» What is needed
Copy each of the records below word for word, leaving the pictures out.

══════

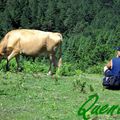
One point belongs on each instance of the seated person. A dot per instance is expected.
(112, 71)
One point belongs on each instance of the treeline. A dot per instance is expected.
(91, 28)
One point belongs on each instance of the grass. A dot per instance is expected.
(30, 96)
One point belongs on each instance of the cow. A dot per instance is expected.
(31, 42)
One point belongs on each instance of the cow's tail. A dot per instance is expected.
(60, 51)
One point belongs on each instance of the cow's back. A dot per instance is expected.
(30, 42)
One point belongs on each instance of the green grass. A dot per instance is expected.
(30, 96)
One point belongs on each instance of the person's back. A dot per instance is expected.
(112, 72)
(116, 66)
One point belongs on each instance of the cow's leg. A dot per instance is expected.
(54, 63)
(7, 66)
(19, 68)
(13, 54)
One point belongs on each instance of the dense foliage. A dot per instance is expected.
(90, 28)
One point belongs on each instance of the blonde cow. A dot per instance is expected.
(31, 43)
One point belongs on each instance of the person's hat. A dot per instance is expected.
(117, 48)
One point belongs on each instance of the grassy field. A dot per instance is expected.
(25, 96)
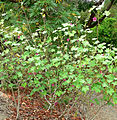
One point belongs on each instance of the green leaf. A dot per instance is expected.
(85, 89)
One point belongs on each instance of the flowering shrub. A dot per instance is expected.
(65, 68)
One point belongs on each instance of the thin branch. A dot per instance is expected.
(89, 25)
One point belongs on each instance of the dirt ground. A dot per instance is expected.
(4, 102)
(106, 113)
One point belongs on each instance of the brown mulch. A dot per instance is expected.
(33, 108)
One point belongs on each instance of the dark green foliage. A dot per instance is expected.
(107, 32)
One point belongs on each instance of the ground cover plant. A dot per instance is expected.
(60, 67)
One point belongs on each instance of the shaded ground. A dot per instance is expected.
(32, 109)
(4, 110)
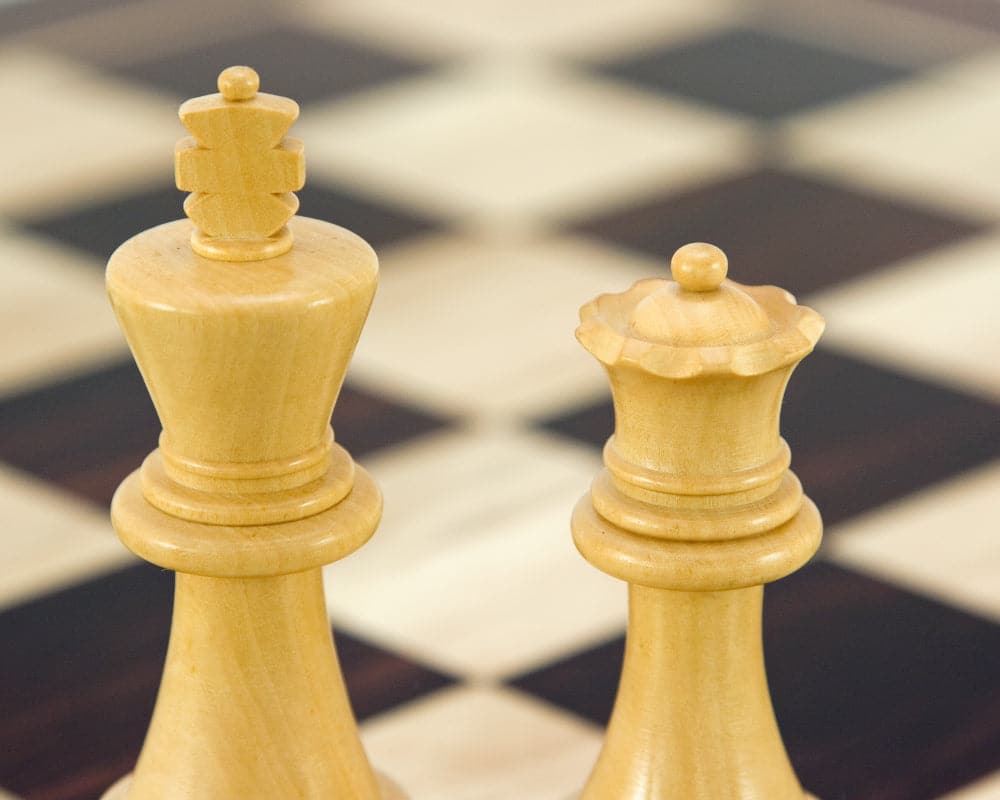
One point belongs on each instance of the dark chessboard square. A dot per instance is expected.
(80, 671)
(85, 433)
(292, 63)
(860, 435)
(101, 228)
(88, 432)
(879, 693)
(378, 224)
(753, 73)
(379, 680)
(365, 422)
(791, 230)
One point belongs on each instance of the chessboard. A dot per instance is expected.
(509, 161)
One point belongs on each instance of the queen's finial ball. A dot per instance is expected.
(238, 83)
(699, 267)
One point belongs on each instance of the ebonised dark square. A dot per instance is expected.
(754, 73)
(861, 435)
(791, 230)
(879, 693)
(18, 17)
(292, 63)
(88, 432)
(101, 228)
(80, 670)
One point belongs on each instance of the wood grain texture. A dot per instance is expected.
(248, 495)
(240, 168)
(696, 510)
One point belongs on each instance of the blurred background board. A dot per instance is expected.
(510, 160)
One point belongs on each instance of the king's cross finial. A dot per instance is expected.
(240, 168)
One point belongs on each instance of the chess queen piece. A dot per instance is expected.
(696, 509)
(242, 320)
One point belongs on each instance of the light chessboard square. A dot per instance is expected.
(510, 145)
(483, 743)
(69, 152)
(54, 313)
(50, 539)
(484, 328)
(563, 27)
(934, 315)
(932, 139)
(473, 569)
(941, 542)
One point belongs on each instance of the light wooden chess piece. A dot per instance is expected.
(243, 327)
(696, 509)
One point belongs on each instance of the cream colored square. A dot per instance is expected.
(473, 568)
(54, 313)
(941, 542)
(986, 789)
(72, 134)
(480, 743)
(566, 27)
(935, 316)
(50, 539)
(510, 144)
(486, 329)
(932, 139)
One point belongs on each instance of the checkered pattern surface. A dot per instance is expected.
(510, 160)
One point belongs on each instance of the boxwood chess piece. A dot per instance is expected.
(243, 324)
(696, 509)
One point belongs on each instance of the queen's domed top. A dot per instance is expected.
(699, 322)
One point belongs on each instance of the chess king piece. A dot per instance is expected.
(696, 509)
(243, 320)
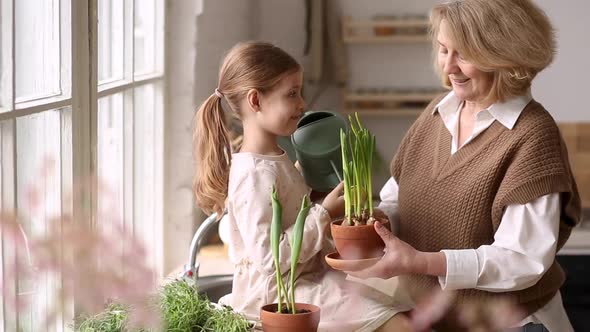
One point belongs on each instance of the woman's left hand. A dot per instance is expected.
(400, 258)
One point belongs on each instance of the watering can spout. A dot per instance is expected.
(316, 143)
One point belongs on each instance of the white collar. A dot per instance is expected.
(506, 112)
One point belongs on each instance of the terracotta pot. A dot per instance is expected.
(357, 242)
(305, 322)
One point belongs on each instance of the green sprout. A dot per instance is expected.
(358, 151)
(287, 295)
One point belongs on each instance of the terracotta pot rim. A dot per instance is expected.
(338, 223)
(311, 307)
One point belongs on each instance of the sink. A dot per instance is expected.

══════

» Full output
One point belongs on each instance of the seated person. A dot per instance is expected.
(112, 71)
One point belongs on each instance of the treeline. A dot per instance is expected.
(91, 28)
One point belongs on each instance of the grass. A dot per instance is expected.
(30, 96)
One point belongs on each instance of the cow. A dot per instance is expected.
(31, 42)
One point belongs on each instance of the cow's tail. A dot per instance is expected.
(60, 51)
One point belongs on each instance of the cow's back. A dot per instance is expected.
(30, 42)
One point belongs on each instance of the green grass. A dot per instance is expected.
(30, 96)
One point belongs on each instance of the person's back. A dot per instance is expected.
(112, 72)
(116, 66)
One point belongs on each instance of the cow's leg. A dot per instance is expected.
(54, 63)
(7, 66)
(19, 68)
(13, 54)
One point belongs on each instance of the dense foliage. A dot per instance is expected.
(90, 28)
One point belongs on each instance of the blonde cow. A dot per instance is expected.
(31, 43)
One point belongs on each instance of the person's hat. A dot per instance is expected.
(117, 48)
One point belongs on each instance of the grassy field. A dot per instance is expected.
(25, 96)
One point belongs on each instance of the green leaf. A dot per instance is expected.
(85, 89)
One point belongs on each instance of the flowering shrub. A dot per instance is expected.
(65, 68)
One point belongs on each instance of the thin branch. A dot per instance is expected.
(89, 25)
One point belongs on each instance of the dirt ground. A dot per instance is expected.
(4, 102)
(106, 113)
One point belongs on each instance of the brown mulch. A dot per instance is expected.
(33, 108)
One point belongs on each instance of the dark green foliage. A dot per instance is expected.
(107, 32)
One point belongs on each instance of the ground cover plant. A dot per instance is expected.
(60, 67)
One point belongs on each instance of the shaded ground. A dot per instance is expected.
(32, 109)
(4, 110)
One point belongs on each instance of the dark chessboard square. A dot per instance is expected.
(80, 671)
(85, 433)
(292, 63)
(860, 435)
(101, 228)
(88, 432)
(879, 693)
(378, 224)
(753, 73)
(379, 680)
(365, 422)
(791, 230)
One point belongs on each instance of the chessboard. A dot per instance is expected.
(509, 161)
One point belongs on each instance of the queen's finial ball. A dot per instance is expected.
(238, 83)
(699, 267)
One point belongs on each instance of the ebonised dark square. A dot per instance is expected.
(754, 73)
(861, 435)
(791, 230)
(879, 693)
(18, 17)
(292, 63)
(88, 432)
(101, 228)
(80, 670)
One point belongs on each instance of the wood grain texture. A dot per instance is expected.
(248, 495)
(240, 168)
(696, 510)
One point belongs on each instance of the blurred background board. A dot per instance is expected.
(510, 160)
One point belongs on each instance of the king's cross finial. A dot per instance is expected.
(240, 168)
One point belongs on each instance of the chess queen piece. A dot per instance is expected.
(696, 509)
(242, 320)
One point belongs on each instance of the light chessboard square. A dot per instance is expected.
(510, 145)
(483, 743)
(69, 152)
(54, 313)
(50, 539)
(484, 328)
(563, 27)
(934, 315)
(932, 139)
(473, 569)
(941, 542)
One point belongs on each instance of the light wooden chess piece. A dot per instance is expected.
(243, 327)
(696, 509)
One point belongs on each instance of the cream colored square. A dot per instance is expected.
(473, 568)
(54, 313)
(941, 542)
(986, 789)
(72, 134)
(480, 743)
(566, 27)
(935, 316)
(50, 539)
(510, 144)
(486, 329)
(932, 139)
One point belongs on each instance of the checkered pattern surface. A dot per instance is expected.
(510, 160)
One point belongs on each instance of the boxwood chess piece. A dot per instance is expected.
(243, 324)
(696, 509)
One point belongs on each instance of the queen's domed top. A dot per instance is expected.
(699, 322)
One point belongs on each instance of the chess king piece. A dot per instance is expected.
(696, 509)
(243, 320)
One point belongs on each instance of the woman's left hand. A dot per instance is expected.
(400, 258)
One point belongs on each instance of the watering can spout. A dot per instance is expected.
(316, 143)
One point belongs on each instance of the white collar. A dot per instance is expected.
(506, 112)
One point belongs on each instance of the terracotta pot. A dot per instance is expected.
(357, 242)
(305, 322)
One point belongs on each instance of the green sprout. A dot per instance is expected.
(358, 151)
(287, 295)
One point belongs on each instance of the terracotta pot rim. A dot per instance is expected.
(338, 223)
(311, 307)
One point belongs on each instance of the sink. A dot per instance is expected.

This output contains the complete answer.